Everything from the line containing "For each instance of the broad" down to the last line of the entries below must be transcribed exactly, and nothing else.

*** THE DATA

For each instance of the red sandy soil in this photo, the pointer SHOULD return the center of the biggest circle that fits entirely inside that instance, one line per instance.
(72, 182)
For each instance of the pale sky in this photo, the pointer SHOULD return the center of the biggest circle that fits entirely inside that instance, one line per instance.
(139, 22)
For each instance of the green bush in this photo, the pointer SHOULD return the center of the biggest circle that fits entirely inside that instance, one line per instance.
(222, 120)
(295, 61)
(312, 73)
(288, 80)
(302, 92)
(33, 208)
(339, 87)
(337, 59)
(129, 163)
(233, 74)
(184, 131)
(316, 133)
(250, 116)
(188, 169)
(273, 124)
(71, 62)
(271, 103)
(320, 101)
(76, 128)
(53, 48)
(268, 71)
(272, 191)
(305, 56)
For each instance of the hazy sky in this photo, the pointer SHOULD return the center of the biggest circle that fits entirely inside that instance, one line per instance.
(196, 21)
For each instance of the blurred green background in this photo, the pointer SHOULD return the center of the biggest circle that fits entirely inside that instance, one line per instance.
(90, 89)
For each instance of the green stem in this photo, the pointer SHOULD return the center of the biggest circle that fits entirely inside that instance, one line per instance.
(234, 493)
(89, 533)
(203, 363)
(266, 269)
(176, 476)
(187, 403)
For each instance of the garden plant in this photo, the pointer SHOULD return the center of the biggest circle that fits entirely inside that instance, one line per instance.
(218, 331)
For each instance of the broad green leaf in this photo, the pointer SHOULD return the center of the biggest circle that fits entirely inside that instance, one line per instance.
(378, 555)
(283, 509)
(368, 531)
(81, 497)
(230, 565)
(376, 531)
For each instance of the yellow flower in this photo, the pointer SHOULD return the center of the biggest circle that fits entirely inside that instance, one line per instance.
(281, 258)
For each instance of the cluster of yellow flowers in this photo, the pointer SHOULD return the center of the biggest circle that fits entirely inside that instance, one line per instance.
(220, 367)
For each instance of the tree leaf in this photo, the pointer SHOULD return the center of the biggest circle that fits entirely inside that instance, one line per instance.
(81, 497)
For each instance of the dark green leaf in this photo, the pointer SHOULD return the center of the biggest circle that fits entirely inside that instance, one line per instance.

******

OUTPUT FOR THIS EXERCISE ->
For each instance of the broad green leaf in this photo, the pointer SHOULD return the center of the biggest circle that fits entirely inside that instance, one line per instance.
(378, 555)
(283, 509)
(368, 531)
(81, 497)
(230, 565)
(376, 531)
For each instance of the yellow flower in this photo, the pointer SHOULD return the center of the biggest circle that fits entirely inside that instance, one line per instance.
(281, 258)
For each instance of the cluster of yellow flowers in this photo, the pointer SHOULD return the center of the biggest circle that fits entirely inside that instance, one line per instance.
(220, 367)
For each instance of the tree leaf in this photo, the pointer SHOULD return the center of the biggest circle that fits entirely inside that instance, one line per instance.
(81, 497)
For each instance of the dark green leaf in this photo, the pointer SHOULD return the center of the biggest circle that fits entirely inside that instance, one line per instance.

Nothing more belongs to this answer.